Exercise requirements:
Pick out each line of the listing below that contains the string "logo", and copy those lines.

***

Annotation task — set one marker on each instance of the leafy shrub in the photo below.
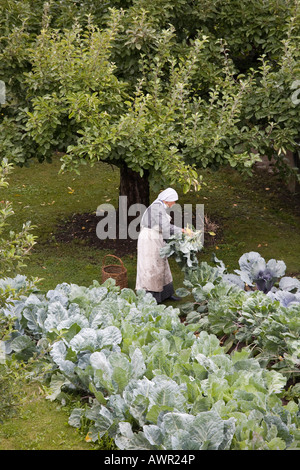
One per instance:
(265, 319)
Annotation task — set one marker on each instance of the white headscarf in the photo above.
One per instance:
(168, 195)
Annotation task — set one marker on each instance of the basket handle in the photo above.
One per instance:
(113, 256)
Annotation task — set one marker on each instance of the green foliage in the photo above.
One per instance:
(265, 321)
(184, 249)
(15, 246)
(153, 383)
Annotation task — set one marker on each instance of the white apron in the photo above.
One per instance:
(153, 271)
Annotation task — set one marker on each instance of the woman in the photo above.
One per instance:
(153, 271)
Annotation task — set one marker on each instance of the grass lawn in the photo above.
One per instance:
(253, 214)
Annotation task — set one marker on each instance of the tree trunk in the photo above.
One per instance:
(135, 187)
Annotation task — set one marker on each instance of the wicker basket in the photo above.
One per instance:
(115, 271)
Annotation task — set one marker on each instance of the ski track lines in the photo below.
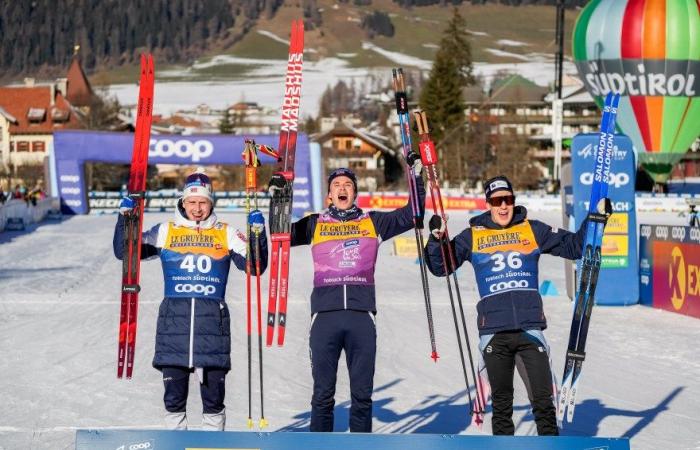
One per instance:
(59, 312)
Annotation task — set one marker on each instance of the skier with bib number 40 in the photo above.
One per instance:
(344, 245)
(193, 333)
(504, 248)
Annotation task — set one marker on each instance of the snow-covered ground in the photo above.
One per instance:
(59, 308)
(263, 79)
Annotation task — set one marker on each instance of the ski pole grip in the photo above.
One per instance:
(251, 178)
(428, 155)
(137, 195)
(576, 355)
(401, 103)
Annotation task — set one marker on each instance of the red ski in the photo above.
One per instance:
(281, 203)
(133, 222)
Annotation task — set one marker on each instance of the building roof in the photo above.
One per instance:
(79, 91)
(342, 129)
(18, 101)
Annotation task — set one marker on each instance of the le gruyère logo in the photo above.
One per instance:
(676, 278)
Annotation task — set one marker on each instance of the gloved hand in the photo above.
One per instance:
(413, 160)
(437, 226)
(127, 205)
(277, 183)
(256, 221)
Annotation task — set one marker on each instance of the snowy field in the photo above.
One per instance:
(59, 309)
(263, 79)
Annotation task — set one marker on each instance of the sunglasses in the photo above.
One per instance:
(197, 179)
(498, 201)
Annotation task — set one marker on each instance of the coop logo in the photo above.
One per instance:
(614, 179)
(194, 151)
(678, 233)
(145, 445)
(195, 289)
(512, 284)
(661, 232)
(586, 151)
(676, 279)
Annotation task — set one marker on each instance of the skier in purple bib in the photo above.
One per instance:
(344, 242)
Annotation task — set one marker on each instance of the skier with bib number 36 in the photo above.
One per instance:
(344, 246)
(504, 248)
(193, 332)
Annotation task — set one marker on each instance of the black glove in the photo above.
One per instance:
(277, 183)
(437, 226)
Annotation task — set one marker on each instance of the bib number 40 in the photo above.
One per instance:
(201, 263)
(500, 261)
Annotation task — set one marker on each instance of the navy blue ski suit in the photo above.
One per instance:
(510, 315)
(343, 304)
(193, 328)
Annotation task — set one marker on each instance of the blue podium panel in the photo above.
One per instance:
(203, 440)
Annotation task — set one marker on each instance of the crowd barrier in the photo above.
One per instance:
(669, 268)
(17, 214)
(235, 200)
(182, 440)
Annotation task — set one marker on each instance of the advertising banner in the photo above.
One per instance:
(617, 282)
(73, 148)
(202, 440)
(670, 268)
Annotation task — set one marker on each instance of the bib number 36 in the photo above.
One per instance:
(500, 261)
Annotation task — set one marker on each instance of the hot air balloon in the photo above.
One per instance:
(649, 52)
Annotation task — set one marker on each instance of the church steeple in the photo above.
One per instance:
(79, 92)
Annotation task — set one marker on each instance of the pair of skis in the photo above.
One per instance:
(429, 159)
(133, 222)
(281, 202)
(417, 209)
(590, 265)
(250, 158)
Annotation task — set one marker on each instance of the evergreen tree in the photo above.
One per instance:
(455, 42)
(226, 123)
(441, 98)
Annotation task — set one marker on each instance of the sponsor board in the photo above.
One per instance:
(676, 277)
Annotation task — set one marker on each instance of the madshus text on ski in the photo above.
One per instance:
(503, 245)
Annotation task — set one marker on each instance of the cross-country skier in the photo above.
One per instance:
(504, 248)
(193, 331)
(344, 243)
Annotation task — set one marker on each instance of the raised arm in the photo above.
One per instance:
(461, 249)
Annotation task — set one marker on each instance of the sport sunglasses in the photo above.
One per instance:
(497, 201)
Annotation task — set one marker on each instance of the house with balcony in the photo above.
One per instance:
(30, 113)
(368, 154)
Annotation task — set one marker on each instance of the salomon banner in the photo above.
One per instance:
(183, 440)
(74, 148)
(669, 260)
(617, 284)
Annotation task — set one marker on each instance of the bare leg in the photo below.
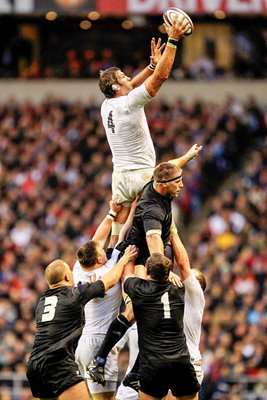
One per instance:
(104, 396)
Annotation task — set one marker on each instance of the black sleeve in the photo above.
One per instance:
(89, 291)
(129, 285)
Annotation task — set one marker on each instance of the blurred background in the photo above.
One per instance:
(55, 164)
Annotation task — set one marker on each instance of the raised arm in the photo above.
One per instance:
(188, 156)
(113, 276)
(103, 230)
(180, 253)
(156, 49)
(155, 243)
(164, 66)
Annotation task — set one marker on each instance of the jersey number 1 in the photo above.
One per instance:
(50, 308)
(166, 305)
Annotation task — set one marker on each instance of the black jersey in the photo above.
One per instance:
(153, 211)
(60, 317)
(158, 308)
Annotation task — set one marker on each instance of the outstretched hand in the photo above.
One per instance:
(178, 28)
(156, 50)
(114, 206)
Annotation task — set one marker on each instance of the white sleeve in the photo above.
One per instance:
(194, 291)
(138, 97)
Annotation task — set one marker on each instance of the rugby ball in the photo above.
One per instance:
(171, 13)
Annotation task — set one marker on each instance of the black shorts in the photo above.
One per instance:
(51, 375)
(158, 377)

***

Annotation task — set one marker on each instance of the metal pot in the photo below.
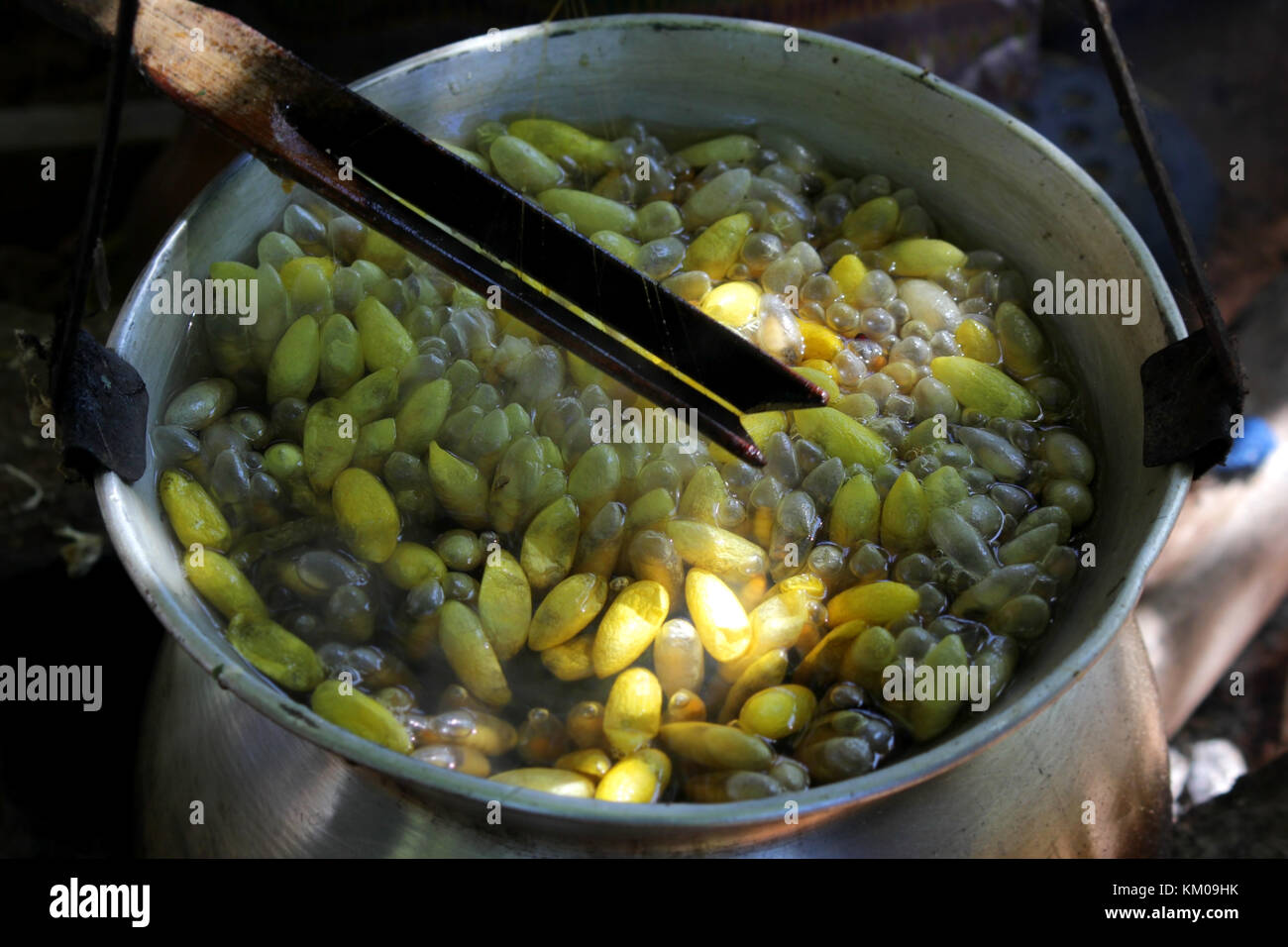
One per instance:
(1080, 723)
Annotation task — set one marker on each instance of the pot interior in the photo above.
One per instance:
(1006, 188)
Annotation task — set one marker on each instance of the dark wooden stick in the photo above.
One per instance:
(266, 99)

***

Full answer:
Annotation task — set one marker on each instance of the le gruyère logo in the photo above.
Annotation task — set one marker on each instance of the coop logo in the photo above.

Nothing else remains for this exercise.